• **Aufgabe im Detail**
Nenne alle EU-Mitgliedstaaten, die im Textausschnitt über russische Gasimporte namentlich vorkommen.

• **Textausschnitt**

Weniger russisches Gas in der EU, doch LNG-Importe bleiben hoch – EU-Staaten wollen Gaskäufe aus Moskau ganz verbieten.
Schon kurz nach dem Angriff Russlands auf die Ukraine setzte die EU im Jahr 2022 erste Maßnahmen im Energiesektor. Importe von russischem Öl und von russischer Kohle wurden untersagt. Beim Erdgas gab es unter den Mitgliedstaaten zwar keine Einigung für ein Importverbot, dennoch reduzierten die EU-Länder ihre Käufe drastisch.
Ganz vorbei war es mit russischen Gasimporten damit aber nicht – bis heute nicht. Denn neben Ungarn und der Slowakei, die nach wie vor per Pipeline von Russland versorgt werden, kaufen auch andere EU-Staaten noch immer aus Moskau. Russland hat seine Exporte von Liquified Natural Gas (LNG) erhöht – und rund die Hälfte davon fließt in die EU, vor allem nach Frankreich, Belgien und die Niederlande, wie aktuelle Daten zeigen. „Die EU ist nach wie vor der größte Abnehmer von russischem Flüssigerdgas (LNG) und hat die Hälfte der gesamten LNG-Exporte Russlands gekauft, gefolgt von China (22 Prozent) und Japan (18 Prozent)“, heißt es in einer Analyse des Thinktanks Centre for Research on Energy and Clean Air (Crea) mit Sitz in Helsinki. Das bestätigen auch Zahlen des US-Energieministeriums und des Europäischen Rates.

• **Rohdaten**
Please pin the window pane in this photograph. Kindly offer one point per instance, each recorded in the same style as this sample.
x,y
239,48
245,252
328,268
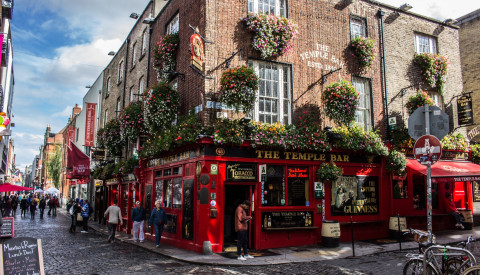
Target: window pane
x,y
298,191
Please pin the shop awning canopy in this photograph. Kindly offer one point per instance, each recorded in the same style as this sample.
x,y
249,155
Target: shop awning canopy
x,y
448,171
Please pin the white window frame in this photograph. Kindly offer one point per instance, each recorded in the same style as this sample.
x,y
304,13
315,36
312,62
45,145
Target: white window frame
x,y
423,48
121,68
174,24
363,87
255,6
134,54
360,23
144,42
284,93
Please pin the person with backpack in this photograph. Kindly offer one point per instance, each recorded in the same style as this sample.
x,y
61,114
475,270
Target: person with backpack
x,y
41,205
85,215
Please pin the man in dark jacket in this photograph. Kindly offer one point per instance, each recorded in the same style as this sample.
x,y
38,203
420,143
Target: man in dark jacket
x,y
138,217
158,219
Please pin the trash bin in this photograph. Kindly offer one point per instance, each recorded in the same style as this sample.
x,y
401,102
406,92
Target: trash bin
x,y
468,222
393,227
331,233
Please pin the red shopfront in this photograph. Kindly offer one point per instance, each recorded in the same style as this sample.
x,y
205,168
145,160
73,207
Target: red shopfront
x,y
201,188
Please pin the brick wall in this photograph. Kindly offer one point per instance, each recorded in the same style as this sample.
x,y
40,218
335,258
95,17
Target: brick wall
x,y
470,54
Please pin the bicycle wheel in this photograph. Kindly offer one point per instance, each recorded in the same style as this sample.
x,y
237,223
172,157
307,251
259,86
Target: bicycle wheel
x,y
415,267
473,270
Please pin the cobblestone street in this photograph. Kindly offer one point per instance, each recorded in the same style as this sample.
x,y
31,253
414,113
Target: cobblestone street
x,y
79,253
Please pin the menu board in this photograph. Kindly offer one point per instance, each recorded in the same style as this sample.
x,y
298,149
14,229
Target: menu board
x,y
8,228
287,219
476,191
22,256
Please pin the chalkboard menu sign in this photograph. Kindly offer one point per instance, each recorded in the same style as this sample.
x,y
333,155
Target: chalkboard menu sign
x,y
22,256
287,219
8,228
476,191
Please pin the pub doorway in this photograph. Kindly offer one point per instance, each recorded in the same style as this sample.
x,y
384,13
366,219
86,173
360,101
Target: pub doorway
x,y
235,194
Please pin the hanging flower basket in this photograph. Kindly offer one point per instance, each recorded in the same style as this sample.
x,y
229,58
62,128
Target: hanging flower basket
x,y
341,101
113,138
165,55
273,35
238,88
433,68
364,49
161,107
418,100
132,123
329,171
396,163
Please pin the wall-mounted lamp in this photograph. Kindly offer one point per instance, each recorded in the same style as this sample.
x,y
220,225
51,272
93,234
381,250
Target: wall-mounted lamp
x,y
148,20
405,7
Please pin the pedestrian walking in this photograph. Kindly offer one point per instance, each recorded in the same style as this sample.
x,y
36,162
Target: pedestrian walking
x,y
23,206
85,215
138,217
74,212
241,227
114,218
158,218
41,206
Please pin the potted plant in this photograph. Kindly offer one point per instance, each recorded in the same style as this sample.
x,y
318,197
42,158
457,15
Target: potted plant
x,y
433,68
161,107
165,54
341,101
418,100
364,49
329,171
273,35
238,88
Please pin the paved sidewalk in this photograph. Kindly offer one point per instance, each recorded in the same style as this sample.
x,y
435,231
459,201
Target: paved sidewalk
x,y
290,254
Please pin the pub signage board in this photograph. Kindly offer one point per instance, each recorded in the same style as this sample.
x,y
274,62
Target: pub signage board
x,y
465,110
22,256
241,171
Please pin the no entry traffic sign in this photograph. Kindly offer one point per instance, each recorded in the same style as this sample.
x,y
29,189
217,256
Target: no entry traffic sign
x,y
427,149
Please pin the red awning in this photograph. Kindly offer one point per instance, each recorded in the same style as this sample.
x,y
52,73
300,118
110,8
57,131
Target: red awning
x,y
448,171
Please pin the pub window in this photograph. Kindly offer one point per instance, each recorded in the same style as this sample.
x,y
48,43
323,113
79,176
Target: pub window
x,y
274,186
273,103
277,7
297,191
358,27
363,115
174,25
425,44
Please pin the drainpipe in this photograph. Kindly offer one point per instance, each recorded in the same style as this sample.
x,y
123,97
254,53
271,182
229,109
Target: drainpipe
x,y
381,13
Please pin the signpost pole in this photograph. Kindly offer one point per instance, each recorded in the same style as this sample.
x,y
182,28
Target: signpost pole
x,y
429,177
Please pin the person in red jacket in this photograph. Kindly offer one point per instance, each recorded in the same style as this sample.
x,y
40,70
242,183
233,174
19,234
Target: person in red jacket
x,y
452,210
241,227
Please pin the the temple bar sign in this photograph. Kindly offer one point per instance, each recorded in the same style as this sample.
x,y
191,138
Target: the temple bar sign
x,y
465,112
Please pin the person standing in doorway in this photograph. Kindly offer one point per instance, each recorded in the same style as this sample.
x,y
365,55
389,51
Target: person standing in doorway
x,y
158,218
241,227
114,218
138,217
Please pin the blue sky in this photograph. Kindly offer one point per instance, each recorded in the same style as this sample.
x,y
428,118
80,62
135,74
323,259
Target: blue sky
x,y
60,46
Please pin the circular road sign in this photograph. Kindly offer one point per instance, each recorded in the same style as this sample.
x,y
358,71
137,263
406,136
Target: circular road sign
x,y
427,149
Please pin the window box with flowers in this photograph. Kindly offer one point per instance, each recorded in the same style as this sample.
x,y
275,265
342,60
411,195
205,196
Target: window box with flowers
x,y
273,35
165,55
238,88
329,172
418,100
433,68
161,107
341,100
364,49
132,123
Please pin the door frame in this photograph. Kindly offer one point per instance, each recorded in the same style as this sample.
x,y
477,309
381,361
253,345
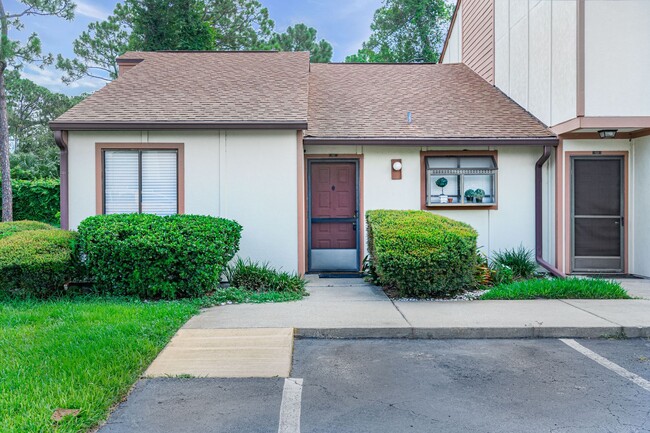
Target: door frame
x,y
358,160
568,205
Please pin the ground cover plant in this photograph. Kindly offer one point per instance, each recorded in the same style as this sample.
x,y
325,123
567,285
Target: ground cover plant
x,y
558,288
421,254
77,354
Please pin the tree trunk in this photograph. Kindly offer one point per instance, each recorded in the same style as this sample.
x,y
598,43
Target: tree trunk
x,y
5,168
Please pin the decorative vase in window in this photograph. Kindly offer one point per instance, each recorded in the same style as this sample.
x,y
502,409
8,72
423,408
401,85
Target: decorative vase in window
x,y
442,183
479,194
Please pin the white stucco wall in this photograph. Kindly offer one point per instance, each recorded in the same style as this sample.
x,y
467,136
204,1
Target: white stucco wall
x,y
513,223
248,176
640,184
617,64
454,51
535,56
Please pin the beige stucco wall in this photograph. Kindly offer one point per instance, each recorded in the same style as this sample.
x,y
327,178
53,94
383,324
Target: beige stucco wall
x,y
641,189
513,223
454,52
535,56
617,64
248,176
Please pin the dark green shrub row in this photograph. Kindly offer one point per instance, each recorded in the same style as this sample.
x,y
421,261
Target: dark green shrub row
x,y
260,277
156,257
37,200
35,263
10,228
420,253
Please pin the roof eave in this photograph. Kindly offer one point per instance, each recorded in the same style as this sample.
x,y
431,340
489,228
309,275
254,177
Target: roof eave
x,y
152,126
433,141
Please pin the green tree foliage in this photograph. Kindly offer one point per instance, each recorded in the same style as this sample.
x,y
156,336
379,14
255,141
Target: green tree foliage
x,y
170,25
14,53
303,38
97,48
30,108
406,31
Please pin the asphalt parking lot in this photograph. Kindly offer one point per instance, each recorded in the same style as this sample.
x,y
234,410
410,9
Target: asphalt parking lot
x,y
542,385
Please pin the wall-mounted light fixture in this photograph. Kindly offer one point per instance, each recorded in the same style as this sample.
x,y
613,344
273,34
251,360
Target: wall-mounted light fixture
x,y
396,169
607,133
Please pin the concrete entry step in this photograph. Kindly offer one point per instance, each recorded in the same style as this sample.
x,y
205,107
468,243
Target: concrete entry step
x,y
226,353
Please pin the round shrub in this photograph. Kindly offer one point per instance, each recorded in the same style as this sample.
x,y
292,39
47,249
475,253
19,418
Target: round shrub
x,y
421,254
10,228
36,263
156,257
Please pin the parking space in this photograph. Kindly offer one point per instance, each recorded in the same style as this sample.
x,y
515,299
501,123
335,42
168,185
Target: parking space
x,y
410,385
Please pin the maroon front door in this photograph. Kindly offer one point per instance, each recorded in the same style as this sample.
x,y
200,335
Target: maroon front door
x,y
333,216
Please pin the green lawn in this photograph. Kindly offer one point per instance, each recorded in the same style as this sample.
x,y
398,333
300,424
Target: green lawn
x,y
77,355
568,288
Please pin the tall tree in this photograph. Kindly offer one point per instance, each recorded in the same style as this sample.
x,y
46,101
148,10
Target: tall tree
x,y
240,24
14,53
303,38
406,31
97,48
170,25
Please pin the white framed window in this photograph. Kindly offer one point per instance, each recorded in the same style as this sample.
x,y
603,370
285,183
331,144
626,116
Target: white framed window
x,y
140,181
460,180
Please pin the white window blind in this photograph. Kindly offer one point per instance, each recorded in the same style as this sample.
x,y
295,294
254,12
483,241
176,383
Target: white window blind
x,y
121,186
140,181
159,182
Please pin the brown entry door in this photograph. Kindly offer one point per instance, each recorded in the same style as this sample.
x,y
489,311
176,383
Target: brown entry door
x,y
597,210
333,216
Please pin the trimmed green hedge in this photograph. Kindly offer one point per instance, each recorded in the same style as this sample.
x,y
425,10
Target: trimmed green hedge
x,y
36,200
419,253
35,263
156,257
10,228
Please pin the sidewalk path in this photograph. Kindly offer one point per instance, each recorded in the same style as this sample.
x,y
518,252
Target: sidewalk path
x,y
352,308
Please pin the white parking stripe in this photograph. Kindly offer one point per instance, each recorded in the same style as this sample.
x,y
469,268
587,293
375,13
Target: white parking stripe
x,y
607,363
290,407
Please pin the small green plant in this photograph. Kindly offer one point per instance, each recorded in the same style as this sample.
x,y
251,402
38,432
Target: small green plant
x,y
567,288
520,260
479,194
261,277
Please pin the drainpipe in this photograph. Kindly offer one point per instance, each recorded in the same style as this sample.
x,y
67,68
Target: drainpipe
x,y
61,138
538,215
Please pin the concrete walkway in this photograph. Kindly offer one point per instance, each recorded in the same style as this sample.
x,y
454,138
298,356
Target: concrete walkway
x,y
352,308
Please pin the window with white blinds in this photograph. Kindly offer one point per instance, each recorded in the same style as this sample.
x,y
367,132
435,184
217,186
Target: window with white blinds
x,y
141,181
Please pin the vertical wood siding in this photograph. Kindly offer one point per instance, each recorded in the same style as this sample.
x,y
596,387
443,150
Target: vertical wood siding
x,y
478,37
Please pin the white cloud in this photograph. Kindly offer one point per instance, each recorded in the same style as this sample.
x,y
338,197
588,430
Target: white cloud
x,y
51,78
91,11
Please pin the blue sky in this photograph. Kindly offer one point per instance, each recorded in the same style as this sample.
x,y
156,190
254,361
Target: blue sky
x,y
344,23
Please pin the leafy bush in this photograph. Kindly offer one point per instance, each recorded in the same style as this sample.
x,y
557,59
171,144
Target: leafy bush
x,y
567,288
37,200
156,257
520,260
35,263
420,253
260,277
10,228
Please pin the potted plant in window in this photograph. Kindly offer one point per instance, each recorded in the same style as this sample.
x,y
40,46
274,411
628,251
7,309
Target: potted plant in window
x,y
442,183
479,194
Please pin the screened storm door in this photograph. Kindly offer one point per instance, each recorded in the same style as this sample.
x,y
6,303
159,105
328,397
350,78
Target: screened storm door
x,y
597,213
333,204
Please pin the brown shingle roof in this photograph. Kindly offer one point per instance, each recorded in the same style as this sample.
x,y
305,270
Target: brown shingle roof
x,y
446,101
271,89
202,87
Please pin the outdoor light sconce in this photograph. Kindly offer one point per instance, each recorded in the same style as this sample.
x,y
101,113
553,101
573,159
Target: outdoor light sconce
x,y
396,169
607,133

• **Antwort zur Übung**
Ungarn, die Slowakei, Frankreich, Belgien, die Niederlande